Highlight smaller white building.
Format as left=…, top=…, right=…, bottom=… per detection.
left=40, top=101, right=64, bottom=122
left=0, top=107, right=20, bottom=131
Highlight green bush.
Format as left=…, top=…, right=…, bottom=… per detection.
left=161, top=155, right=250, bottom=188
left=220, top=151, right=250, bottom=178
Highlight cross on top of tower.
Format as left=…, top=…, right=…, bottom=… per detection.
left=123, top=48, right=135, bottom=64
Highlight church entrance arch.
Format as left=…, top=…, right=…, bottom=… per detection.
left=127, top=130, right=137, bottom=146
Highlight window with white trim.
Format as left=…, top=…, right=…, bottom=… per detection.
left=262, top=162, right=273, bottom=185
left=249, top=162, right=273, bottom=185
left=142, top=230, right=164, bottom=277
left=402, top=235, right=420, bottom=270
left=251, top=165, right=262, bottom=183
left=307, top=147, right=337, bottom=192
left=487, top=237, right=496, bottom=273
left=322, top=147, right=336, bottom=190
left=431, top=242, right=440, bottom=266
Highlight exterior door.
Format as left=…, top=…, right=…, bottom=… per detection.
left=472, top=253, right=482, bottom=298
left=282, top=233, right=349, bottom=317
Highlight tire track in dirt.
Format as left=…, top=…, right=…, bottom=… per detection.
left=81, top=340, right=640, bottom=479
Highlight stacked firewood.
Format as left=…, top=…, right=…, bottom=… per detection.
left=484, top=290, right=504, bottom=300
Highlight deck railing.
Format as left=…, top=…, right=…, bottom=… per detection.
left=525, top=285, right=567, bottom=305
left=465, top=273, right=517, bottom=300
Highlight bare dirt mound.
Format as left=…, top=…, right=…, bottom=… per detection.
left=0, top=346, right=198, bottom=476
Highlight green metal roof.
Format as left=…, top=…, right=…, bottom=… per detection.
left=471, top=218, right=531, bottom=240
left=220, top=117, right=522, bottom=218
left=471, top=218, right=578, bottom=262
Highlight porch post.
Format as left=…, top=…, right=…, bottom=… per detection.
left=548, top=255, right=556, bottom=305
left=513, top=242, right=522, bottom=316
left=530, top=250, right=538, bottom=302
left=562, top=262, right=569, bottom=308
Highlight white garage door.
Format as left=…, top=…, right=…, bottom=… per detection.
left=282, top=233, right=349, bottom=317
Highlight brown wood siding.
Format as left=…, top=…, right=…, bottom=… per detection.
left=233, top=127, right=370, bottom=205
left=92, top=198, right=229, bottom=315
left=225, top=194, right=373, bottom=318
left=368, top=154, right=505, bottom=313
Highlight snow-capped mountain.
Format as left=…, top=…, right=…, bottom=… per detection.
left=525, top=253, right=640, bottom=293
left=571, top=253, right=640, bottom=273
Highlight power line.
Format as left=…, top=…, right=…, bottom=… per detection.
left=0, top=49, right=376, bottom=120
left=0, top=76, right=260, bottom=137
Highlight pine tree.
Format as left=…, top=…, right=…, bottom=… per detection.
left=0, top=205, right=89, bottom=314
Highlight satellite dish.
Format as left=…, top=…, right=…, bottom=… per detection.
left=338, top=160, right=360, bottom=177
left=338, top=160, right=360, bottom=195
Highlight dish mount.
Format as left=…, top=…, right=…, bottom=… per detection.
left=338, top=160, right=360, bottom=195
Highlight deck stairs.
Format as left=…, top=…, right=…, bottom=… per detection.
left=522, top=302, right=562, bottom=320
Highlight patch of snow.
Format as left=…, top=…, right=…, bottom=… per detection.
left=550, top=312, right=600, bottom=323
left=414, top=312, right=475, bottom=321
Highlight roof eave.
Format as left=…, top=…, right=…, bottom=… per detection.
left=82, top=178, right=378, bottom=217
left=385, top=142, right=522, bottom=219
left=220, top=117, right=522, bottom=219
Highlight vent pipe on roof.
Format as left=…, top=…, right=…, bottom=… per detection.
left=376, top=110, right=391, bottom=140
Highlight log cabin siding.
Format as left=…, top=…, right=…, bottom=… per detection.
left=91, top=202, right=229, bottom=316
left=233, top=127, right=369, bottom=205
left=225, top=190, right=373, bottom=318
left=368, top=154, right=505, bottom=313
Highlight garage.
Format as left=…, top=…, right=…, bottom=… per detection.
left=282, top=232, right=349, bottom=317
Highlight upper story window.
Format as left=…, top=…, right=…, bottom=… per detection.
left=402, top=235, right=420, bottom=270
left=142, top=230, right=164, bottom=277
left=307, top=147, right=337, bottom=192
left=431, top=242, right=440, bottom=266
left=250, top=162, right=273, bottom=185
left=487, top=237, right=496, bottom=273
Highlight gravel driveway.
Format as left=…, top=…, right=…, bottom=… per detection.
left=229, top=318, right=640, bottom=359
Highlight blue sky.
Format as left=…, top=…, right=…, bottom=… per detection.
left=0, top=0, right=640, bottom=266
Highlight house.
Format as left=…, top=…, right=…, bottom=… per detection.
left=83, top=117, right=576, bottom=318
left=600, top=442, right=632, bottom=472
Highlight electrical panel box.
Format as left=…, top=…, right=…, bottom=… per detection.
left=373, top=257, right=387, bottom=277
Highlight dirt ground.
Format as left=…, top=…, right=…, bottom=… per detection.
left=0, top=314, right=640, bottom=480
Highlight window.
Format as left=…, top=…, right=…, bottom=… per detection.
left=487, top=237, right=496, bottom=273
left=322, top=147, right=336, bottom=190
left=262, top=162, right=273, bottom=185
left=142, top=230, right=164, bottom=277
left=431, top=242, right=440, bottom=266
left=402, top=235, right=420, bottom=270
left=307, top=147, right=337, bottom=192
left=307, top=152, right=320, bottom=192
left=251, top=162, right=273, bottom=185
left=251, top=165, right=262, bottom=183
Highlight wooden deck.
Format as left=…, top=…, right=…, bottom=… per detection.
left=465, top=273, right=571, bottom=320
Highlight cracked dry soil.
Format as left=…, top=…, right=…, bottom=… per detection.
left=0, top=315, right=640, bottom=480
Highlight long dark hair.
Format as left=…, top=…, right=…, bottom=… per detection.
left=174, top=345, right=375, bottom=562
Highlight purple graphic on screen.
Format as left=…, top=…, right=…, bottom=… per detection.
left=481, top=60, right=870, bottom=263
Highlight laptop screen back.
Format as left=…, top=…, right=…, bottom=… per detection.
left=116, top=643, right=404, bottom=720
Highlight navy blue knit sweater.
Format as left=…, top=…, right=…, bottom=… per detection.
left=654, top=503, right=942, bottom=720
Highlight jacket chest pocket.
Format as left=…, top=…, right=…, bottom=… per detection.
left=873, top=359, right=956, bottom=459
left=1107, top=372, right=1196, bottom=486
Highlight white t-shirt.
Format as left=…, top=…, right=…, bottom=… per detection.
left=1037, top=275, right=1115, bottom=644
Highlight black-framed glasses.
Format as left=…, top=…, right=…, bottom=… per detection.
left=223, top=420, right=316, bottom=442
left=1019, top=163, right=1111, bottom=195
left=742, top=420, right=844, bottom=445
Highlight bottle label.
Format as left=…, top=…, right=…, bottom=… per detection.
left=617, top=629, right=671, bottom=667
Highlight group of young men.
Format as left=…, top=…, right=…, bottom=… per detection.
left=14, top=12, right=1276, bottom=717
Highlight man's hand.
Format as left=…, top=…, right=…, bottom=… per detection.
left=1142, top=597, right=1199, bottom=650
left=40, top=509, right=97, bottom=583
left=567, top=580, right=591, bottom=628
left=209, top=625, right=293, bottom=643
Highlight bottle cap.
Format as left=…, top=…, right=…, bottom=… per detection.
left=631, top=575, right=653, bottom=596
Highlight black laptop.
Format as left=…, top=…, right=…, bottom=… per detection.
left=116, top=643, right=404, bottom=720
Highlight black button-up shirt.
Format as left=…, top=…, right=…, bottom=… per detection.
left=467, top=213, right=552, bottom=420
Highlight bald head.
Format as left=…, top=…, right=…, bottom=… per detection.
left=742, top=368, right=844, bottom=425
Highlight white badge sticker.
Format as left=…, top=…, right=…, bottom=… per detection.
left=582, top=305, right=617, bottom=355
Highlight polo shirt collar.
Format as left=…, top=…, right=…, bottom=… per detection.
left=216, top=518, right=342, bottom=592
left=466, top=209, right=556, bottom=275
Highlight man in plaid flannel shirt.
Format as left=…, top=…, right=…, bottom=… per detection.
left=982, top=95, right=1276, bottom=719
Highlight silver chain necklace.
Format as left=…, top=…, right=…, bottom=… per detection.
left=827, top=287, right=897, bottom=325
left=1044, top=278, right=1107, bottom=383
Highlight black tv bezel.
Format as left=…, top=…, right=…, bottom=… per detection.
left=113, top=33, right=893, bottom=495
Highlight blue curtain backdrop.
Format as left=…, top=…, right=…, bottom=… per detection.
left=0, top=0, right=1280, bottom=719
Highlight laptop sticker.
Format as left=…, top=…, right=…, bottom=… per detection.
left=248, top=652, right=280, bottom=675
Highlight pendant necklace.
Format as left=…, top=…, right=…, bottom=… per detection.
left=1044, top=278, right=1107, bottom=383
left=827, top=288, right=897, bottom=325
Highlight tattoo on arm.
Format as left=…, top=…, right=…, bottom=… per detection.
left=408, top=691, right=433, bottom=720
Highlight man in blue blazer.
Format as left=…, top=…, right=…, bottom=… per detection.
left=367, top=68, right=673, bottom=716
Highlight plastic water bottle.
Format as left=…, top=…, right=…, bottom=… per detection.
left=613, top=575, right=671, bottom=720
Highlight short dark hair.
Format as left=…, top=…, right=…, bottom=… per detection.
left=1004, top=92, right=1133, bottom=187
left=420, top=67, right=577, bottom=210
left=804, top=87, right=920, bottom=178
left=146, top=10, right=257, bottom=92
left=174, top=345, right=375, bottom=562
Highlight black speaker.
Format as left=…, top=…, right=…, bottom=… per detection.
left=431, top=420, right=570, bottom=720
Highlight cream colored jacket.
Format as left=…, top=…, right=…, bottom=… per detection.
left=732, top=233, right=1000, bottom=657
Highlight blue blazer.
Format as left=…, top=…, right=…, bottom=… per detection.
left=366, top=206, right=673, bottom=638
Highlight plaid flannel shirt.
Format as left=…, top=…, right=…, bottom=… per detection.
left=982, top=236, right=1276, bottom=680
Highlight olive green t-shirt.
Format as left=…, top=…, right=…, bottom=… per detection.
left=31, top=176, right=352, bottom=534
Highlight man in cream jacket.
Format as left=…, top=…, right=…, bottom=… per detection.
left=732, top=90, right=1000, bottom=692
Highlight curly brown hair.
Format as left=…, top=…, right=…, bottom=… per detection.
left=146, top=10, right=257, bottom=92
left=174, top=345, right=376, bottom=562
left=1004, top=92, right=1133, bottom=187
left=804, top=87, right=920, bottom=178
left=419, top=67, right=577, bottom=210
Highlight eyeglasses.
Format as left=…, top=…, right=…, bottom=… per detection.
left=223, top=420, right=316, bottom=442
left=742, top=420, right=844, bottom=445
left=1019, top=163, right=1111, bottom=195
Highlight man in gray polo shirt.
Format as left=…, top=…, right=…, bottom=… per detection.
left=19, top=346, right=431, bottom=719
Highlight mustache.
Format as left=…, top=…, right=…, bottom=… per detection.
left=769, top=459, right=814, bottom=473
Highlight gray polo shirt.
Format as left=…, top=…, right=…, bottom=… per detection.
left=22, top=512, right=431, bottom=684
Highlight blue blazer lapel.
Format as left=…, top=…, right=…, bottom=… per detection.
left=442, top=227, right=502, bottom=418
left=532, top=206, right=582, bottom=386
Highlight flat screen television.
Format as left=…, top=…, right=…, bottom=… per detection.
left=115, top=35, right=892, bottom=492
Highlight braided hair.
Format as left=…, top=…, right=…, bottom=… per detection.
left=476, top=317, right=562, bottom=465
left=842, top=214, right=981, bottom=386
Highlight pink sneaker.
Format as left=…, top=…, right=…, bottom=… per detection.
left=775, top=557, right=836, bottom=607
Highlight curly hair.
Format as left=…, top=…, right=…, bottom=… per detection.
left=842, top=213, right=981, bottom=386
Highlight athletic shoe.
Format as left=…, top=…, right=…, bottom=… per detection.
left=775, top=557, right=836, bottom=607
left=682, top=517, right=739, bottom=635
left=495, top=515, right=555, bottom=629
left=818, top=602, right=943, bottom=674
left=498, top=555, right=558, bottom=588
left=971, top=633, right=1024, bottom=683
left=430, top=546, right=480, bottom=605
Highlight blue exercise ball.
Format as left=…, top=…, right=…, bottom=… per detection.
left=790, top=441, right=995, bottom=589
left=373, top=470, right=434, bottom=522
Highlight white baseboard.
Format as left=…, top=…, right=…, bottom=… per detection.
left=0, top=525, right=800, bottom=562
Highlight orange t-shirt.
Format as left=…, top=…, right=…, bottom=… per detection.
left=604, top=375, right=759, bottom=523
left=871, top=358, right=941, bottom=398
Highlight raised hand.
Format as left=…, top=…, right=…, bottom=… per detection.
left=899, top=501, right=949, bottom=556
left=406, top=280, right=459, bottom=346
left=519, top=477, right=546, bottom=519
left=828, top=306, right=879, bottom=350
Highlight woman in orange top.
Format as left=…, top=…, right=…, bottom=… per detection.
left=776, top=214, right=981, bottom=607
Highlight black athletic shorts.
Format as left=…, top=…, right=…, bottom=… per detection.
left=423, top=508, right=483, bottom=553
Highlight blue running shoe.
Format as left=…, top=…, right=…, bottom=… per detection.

========================================================================

### EXERCISE REQUIREMENTS
Arrange the records above as a numbered list, from the line with "Highlight short dark hair." to the line with "left=419, top=67, right=577, bottom=210", both included, leaving out any blank lines.

### WRITTEN RESPONSE
1. Highlight short dark hair.
2. Format as left=…, top=…, right=…, bottom=… per detection.
3. left=1004, top=92, right=1133, bottom=187
4. left=420, top=67, right=577, bottom=210
5. left=804, top=87, right=920, bottom=178
6. left=146, top=10, right=257, bottom=92
7. left=174, top=345, right=375, bottom=562
8. Highlight black speaker.
9. Format as left=…, top=…, right=…, bottom=… per detection.
10. left=431, top=420, right=570, bottom=720
11. Highlight cream colored jacket.
12. Format as left=…, top=…, right=…, bottom=… per detection.
13. left=732, top=233, right=1000, bottom=657
14. Highlight blue blazer.
15. Format as left=…, top=…, right=…, bottom=… per detection.
16. left=366, top=206, right=673, bottom=638
17. Highlight plaid flannel shirt.
18. Format as left=…, top=…, right=…, bottom=… per detection.
19. left=982, top=236, right=1276, bottom=680
20. Highlight olive green t-shirt.
21. Format as left=…, top=…, right=…, bottom=… per detection.
22. left=31, top=176, right=352, bottom=534
23. Highlight man in cream jacket.
24. Format as left=…, top=…, right=…, bottom=… per detection.
25. left=732, top=90, right=1000, bottom=692
26. Highlight curly brown hair.
27. Format as left=…, top=…, right=…, bottom=… per detection.
28. left=146, top=10, right=257, bottom=92
29. left=174, top=345, right=376, bottom=562
30. left=1004, top=92, right=1133, bottom=187
31. left=804, top=87, right=920, bottom=178
32. left=419, top=67, right=577, bottom=210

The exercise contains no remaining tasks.